→ **WORK REQUIRED**: Your task is to filter the data below down to the lines holding "layout".

--------------------------------

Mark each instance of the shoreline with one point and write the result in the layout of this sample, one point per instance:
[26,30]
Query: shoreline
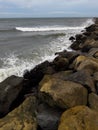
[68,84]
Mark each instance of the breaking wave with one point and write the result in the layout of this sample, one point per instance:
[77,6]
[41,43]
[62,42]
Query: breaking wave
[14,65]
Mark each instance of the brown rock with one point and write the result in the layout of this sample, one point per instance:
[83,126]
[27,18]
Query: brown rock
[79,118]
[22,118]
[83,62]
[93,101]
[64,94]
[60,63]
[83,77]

--------------------------------

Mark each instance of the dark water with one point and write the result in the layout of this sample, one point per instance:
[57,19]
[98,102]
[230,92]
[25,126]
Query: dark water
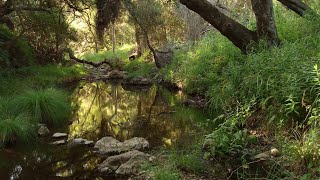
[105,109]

--------------------------------

→ **RESULT OF THIS TASK**:
Mark each instance of the shoreline with one point and write the result in the layout of this sample, one point per instance:
Mark each instance of the breaking wave with one point and write the result in the layout of this sample, one point per instance:
Mark each instance of the brown rock with one point and write the result in the layout of this sample, one point per instance:
Mark each instance of the dark water with one point and write the result in the layout of this sample, one point per instance:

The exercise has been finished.